Flagg Taylor was selected as the inaugural Executive Director of the Center and immediately began building the curriculum and the team to deliver it. Beyond its academic offerings, the Center will serve as a statewide convener for thoughtful dialogue. It will host lectures, symposia, and community partnerships that model principled debate and respectful engagement. Through these efforts, the Center aims to strengthen Ohio’s civic culture by fostering informed citizenship, cultivating intellectual humility, and ensuring that diverse viewpoints are explored with rigor, openness, and mutual respect.
Center for Civics, Culture, and Society Events
Courses in Civics, Culture, and Society
The Center for Civics, Culture, and Society is dedicated to an education grounded in the philosophy, history, and practice of self-government. The promise of self-rule has held the attention of many peoples, including the Founders of the United States of America. Through a deep engagement with authors from Aristotle to Alexis de Tocqueville, and from James Madison to Frederick Douglass, we elevate our own capacity to grasp the true nature of human liberty and the political architecture and practices required to secure it.
UNV 105: The American Political Tradition: Its Background, Founding, and Development
This course will study the theoretical ideas that informed the creation and development of America’s political system and consider some of the major contemporary challenges to the maintenance of American democracy. Topics to be treated include the claims for American independence, the nature of written constitutions, the problems presented by slavery, the core political institutions of our republic, the emergence of American progressivism and conservatism, and the role of America in the world. Emphasis is placed on direct engagement with the authors who have shaped our political tradition. Readings will feature core primary documents such as the Declaration of Independence and the Constitution and include other works of political philosophy (e.g., Aristotle and John Locke) and the letters and speeches of key political figures. Students will be conversant with the defining debates of the American political tradition and the various parties and perspectives at work in those debates.

*-*-*

### Task to carry out
According to the civics center text, who was chosen as the Center's inaugural Executive Director? The items after the civics center text have no role in this work.

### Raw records
*-*-*

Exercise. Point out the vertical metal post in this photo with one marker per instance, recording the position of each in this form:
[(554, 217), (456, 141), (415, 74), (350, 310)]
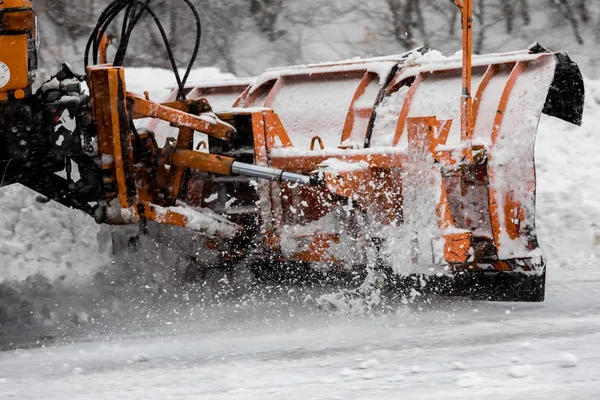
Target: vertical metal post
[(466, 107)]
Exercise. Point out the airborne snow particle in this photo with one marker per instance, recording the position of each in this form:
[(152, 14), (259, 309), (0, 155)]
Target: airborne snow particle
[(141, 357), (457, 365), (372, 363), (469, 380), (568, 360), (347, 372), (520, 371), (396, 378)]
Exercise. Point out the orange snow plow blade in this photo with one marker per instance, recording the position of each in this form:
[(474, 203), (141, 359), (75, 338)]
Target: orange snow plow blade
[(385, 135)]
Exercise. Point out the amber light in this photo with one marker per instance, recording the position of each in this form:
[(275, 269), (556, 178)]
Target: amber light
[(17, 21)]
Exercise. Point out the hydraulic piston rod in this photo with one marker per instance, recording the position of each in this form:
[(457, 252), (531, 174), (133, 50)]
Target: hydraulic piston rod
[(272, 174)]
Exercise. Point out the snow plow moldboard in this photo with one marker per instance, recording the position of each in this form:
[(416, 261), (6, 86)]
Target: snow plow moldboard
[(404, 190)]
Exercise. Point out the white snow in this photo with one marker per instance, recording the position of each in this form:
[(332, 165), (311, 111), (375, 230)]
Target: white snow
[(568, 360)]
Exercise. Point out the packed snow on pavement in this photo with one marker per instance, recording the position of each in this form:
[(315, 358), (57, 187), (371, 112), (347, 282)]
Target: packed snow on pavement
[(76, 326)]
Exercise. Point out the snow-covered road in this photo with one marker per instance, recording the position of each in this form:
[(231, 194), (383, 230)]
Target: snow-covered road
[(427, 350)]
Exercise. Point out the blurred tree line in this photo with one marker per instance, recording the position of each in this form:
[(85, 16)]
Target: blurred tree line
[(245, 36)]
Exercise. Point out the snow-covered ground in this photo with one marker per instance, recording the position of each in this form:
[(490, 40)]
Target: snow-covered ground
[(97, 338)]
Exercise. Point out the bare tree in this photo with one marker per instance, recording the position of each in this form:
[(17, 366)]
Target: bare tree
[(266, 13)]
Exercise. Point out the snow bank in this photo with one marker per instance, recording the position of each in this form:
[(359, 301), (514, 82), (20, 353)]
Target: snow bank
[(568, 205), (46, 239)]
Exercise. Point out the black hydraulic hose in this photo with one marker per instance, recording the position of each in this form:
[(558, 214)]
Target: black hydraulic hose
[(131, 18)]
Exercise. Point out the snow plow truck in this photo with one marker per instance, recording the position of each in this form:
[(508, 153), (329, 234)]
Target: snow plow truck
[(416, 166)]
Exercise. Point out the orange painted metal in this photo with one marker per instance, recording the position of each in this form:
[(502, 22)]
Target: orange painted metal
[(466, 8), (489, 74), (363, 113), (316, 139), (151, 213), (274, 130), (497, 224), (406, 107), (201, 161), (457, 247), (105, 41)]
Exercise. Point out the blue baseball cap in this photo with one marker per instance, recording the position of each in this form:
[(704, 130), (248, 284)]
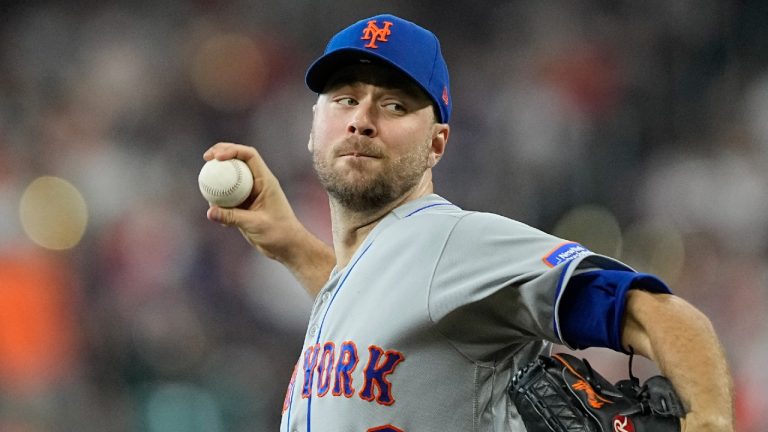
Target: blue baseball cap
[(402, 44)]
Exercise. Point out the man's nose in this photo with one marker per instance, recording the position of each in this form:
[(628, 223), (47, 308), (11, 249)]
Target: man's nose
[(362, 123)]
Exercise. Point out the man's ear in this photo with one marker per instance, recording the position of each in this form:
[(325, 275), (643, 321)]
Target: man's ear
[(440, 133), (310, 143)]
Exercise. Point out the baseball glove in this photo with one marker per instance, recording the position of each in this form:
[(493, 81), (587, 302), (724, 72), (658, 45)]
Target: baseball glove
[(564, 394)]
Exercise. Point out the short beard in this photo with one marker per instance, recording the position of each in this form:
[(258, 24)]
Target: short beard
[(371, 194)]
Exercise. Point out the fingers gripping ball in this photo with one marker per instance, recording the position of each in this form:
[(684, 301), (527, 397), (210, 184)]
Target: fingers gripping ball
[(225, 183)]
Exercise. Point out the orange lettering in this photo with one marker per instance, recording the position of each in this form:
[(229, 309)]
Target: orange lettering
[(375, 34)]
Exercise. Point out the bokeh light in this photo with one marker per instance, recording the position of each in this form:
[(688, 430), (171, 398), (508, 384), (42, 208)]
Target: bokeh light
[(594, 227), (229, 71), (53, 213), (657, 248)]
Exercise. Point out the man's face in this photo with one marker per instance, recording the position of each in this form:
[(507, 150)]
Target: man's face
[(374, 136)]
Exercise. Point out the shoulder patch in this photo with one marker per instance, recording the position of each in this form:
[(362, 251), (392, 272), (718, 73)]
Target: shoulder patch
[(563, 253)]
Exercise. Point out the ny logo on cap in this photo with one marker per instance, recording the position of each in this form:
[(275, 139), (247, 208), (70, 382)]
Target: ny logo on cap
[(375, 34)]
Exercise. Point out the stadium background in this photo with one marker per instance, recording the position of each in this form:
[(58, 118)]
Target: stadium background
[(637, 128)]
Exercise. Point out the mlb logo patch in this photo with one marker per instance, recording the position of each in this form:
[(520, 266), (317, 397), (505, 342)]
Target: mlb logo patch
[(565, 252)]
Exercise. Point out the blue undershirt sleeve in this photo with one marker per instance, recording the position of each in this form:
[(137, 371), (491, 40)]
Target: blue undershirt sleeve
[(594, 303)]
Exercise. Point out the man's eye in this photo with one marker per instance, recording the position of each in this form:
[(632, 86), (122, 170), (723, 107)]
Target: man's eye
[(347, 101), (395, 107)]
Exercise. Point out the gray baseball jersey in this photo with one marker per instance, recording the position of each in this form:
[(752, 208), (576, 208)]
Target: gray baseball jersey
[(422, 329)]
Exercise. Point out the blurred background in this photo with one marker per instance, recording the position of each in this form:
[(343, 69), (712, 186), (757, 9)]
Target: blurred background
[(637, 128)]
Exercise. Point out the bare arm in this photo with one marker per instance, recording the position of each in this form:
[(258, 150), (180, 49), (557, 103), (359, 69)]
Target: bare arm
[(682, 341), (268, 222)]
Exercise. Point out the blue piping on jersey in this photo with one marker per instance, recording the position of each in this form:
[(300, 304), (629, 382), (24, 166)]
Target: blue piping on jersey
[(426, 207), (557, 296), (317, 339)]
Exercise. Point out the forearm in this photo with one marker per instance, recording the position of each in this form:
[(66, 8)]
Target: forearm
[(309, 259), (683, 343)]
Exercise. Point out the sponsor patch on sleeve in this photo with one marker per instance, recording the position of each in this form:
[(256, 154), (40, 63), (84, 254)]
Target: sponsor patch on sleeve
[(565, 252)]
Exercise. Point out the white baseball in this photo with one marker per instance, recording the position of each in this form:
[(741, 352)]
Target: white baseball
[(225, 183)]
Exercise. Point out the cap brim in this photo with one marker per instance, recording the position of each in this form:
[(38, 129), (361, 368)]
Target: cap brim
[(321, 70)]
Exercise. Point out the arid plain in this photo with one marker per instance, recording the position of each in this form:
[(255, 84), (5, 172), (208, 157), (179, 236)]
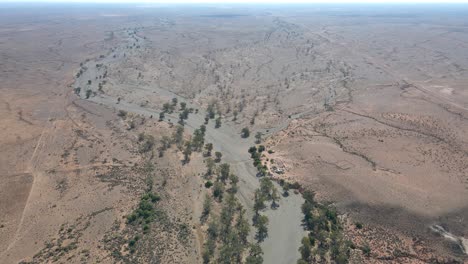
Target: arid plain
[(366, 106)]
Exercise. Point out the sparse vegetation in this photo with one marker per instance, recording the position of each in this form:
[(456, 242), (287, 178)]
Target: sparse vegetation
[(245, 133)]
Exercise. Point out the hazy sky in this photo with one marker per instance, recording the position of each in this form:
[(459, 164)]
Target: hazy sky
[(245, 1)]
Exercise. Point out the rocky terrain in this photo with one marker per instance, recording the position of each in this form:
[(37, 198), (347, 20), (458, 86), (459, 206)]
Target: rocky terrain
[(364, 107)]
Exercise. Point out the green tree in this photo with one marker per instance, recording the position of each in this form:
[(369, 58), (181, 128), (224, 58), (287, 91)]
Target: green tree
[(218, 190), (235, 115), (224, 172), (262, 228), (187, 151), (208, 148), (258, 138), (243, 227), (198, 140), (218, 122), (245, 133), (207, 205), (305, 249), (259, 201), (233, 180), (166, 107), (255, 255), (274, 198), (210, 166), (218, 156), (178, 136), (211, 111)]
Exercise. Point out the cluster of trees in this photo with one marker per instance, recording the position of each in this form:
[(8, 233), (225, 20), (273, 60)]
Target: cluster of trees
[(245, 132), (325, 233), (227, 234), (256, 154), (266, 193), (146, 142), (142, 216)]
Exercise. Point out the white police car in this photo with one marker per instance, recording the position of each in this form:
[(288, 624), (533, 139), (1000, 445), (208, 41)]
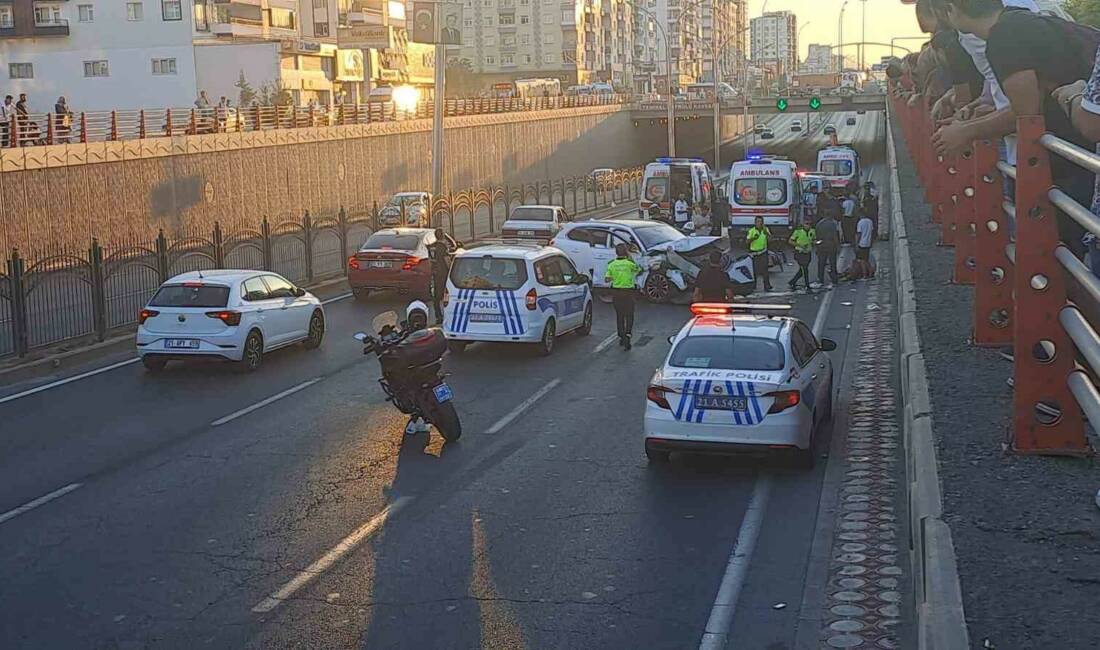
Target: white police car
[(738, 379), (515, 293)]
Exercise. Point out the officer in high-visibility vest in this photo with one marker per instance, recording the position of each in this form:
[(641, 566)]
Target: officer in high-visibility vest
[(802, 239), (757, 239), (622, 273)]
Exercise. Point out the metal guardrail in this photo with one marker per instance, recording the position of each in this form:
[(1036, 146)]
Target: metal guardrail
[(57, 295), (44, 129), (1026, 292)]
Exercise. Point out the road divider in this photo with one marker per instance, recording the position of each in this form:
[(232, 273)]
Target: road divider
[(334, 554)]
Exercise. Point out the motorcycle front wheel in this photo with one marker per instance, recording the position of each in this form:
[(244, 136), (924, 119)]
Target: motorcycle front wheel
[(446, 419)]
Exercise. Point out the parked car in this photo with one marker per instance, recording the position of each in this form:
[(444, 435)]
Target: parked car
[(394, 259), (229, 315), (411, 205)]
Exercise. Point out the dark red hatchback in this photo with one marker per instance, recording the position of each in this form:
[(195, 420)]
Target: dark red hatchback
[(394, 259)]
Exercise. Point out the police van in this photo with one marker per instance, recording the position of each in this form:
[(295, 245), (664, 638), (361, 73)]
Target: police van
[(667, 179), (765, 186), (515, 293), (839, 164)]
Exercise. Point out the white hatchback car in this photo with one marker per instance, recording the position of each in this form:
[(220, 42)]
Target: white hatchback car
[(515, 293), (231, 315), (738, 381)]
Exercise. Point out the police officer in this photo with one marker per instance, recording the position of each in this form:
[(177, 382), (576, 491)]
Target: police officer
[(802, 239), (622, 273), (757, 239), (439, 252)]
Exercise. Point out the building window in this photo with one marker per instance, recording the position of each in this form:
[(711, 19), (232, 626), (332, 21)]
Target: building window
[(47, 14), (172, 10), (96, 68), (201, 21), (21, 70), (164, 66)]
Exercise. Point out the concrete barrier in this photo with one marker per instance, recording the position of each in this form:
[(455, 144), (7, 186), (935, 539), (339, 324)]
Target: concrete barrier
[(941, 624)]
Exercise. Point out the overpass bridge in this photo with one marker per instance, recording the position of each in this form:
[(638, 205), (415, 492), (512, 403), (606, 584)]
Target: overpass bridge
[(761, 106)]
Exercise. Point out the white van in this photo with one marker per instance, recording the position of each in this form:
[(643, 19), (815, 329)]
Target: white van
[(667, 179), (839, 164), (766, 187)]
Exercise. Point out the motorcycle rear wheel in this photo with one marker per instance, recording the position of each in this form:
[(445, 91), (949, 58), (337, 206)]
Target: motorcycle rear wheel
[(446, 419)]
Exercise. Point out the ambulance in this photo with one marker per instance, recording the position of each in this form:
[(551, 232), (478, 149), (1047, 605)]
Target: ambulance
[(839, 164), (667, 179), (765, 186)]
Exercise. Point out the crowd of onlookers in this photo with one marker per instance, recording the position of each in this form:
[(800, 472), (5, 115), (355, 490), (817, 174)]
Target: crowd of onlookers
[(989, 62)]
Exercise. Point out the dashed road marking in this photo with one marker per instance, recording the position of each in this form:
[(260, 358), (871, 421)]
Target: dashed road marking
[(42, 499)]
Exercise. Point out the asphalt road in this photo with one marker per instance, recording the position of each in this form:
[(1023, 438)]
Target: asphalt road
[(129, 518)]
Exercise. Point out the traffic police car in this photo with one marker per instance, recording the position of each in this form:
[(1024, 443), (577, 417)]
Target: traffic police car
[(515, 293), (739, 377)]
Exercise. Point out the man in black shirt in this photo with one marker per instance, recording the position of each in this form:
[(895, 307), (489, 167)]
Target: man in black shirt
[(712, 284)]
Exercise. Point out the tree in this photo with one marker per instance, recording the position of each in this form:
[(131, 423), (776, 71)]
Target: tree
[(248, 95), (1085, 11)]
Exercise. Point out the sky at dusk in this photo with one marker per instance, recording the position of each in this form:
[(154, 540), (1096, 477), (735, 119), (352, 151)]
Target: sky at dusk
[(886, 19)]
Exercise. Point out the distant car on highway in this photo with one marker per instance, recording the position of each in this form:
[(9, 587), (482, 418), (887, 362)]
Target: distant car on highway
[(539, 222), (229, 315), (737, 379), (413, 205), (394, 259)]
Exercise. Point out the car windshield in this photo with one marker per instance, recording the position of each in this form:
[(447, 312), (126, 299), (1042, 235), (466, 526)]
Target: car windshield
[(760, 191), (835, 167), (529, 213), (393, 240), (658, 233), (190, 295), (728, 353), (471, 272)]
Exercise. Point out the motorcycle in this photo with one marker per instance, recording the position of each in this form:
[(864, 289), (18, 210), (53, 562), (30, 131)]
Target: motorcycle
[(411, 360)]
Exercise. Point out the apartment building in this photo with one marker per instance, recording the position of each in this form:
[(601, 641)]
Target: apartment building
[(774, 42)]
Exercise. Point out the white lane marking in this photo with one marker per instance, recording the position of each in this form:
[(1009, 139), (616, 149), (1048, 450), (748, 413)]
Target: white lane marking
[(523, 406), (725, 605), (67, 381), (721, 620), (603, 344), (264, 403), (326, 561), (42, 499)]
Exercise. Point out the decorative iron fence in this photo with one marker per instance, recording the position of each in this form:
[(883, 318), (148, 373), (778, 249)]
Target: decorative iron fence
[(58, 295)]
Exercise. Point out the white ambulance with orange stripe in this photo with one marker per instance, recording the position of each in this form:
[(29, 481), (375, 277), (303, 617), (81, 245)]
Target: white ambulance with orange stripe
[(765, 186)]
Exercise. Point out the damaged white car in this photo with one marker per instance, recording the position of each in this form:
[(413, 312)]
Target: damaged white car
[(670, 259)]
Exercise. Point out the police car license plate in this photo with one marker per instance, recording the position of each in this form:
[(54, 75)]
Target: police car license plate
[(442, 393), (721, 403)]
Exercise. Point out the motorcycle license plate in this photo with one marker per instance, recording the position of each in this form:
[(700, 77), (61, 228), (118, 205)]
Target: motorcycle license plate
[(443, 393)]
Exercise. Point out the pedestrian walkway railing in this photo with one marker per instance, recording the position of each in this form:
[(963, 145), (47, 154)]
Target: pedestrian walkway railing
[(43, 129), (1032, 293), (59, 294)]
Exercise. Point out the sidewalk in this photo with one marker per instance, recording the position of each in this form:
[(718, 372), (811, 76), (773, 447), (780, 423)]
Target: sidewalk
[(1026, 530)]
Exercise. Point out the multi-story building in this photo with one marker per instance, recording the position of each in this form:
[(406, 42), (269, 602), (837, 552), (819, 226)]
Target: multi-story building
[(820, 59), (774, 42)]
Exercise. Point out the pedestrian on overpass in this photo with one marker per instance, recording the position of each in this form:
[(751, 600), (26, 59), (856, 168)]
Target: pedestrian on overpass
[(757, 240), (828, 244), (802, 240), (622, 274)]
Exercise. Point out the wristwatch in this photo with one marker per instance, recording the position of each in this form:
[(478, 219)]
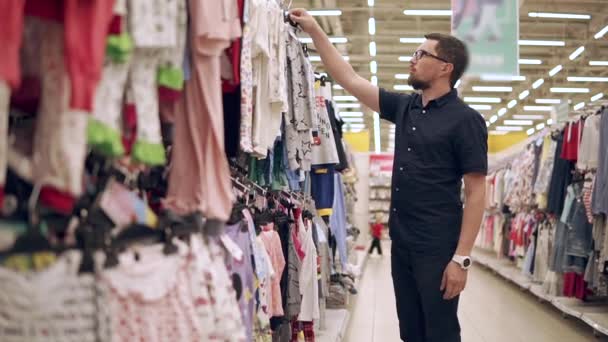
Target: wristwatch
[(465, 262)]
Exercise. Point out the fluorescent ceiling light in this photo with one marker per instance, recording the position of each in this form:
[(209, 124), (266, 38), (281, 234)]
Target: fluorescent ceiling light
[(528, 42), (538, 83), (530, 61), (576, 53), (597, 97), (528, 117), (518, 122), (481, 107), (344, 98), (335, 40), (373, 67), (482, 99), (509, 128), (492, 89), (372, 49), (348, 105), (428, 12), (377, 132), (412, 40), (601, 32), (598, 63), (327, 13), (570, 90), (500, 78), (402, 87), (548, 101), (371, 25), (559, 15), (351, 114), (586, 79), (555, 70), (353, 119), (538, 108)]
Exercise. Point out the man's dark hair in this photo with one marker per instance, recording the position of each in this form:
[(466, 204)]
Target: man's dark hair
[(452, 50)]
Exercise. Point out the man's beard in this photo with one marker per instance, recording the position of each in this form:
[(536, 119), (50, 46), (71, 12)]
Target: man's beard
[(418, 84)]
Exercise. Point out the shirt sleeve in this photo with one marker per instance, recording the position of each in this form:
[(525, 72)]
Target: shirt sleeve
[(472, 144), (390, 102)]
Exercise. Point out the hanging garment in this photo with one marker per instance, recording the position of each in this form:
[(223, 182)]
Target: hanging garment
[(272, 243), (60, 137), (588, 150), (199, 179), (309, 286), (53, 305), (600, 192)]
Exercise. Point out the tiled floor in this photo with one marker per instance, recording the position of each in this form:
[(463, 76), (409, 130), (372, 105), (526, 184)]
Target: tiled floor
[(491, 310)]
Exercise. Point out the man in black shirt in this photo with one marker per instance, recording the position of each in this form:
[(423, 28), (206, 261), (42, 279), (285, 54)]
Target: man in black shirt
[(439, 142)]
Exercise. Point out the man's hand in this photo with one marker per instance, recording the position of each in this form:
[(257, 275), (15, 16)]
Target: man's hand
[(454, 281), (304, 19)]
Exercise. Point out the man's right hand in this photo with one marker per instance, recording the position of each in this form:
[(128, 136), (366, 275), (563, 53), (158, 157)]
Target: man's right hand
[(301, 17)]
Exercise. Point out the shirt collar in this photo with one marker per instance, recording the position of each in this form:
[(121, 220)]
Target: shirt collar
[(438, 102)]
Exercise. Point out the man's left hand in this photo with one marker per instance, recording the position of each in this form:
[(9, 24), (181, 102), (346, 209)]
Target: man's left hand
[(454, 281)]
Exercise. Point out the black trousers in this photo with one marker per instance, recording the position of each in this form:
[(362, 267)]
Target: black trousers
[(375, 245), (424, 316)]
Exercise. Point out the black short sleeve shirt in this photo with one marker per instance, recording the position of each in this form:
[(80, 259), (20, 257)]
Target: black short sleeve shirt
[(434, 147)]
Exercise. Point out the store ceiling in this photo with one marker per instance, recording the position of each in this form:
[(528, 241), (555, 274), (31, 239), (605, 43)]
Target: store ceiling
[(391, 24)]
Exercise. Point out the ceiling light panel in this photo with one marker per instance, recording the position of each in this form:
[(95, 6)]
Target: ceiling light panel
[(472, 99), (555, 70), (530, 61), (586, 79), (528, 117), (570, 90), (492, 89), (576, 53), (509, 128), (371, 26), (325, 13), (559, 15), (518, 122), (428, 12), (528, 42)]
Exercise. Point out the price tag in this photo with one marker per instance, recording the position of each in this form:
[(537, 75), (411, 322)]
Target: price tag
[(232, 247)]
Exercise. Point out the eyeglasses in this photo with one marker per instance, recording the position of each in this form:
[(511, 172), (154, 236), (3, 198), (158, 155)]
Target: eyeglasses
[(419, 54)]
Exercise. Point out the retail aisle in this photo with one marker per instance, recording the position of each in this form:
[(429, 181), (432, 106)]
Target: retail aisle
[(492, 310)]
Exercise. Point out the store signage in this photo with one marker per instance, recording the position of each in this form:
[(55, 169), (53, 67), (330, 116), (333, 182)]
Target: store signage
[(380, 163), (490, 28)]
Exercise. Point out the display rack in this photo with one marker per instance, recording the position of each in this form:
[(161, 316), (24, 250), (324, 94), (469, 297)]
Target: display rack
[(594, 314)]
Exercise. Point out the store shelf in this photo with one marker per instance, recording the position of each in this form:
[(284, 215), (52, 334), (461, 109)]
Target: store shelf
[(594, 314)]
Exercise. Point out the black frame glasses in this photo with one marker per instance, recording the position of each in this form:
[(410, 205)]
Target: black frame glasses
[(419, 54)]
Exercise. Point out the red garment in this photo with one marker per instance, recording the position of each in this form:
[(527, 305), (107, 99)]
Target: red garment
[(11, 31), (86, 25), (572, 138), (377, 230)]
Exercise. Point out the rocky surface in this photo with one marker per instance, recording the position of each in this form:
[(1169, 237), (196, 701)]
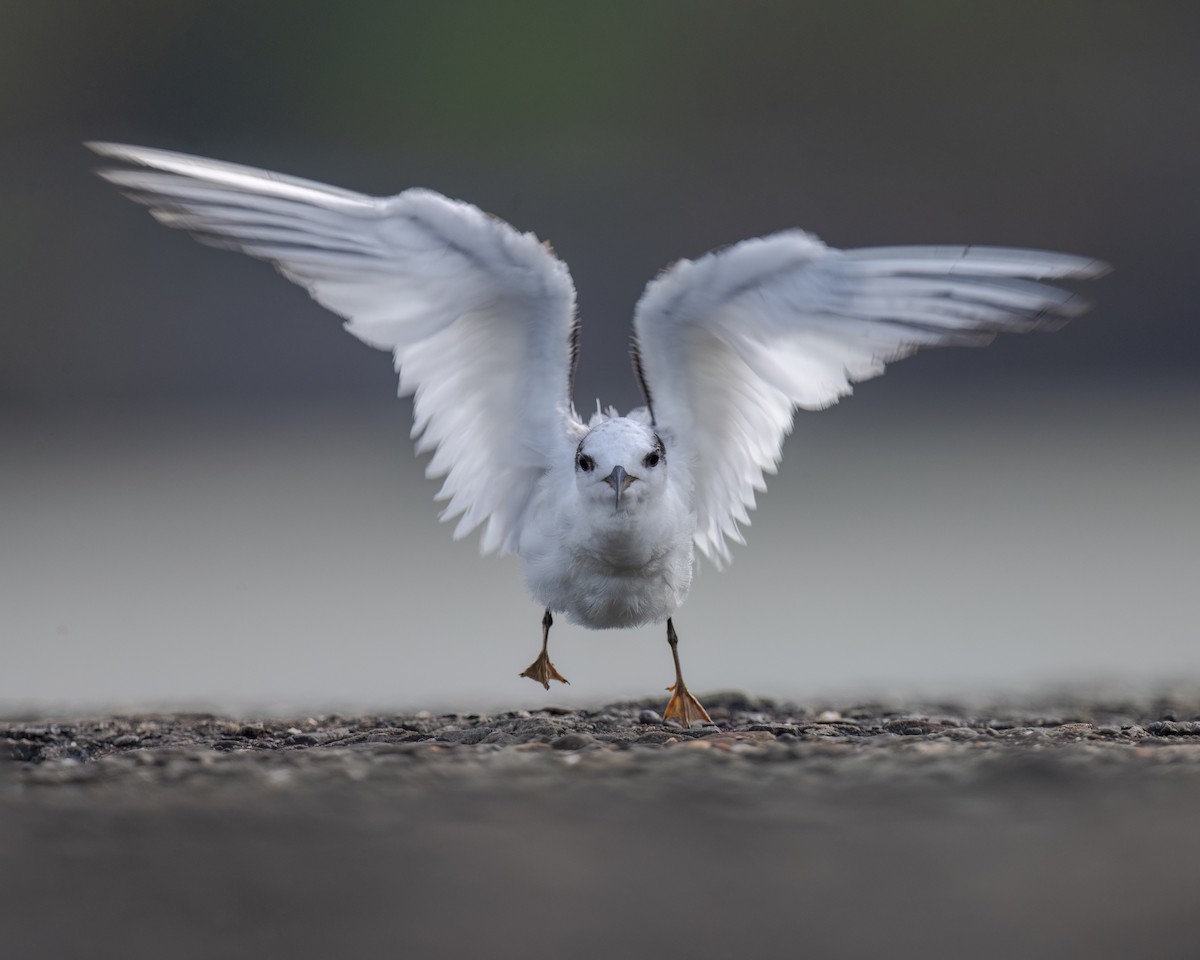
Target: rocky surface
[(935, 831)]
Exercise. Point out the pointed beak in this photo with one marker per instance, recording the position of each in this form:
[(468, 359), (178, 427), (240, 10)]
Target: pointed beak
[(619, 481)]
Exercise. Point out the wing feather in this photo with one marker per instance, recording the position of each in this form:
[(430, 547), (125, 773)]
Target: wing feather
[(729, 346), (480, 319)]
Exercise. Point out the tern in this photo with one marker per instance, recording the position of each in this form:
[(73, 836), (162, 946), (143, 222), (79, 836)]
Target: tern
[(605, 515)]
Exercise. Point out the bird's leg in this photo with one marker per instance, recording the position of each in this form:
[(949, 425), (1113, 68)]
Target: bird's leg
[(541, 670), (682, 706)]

*-*-*

### Exercise response
Flagg Taylor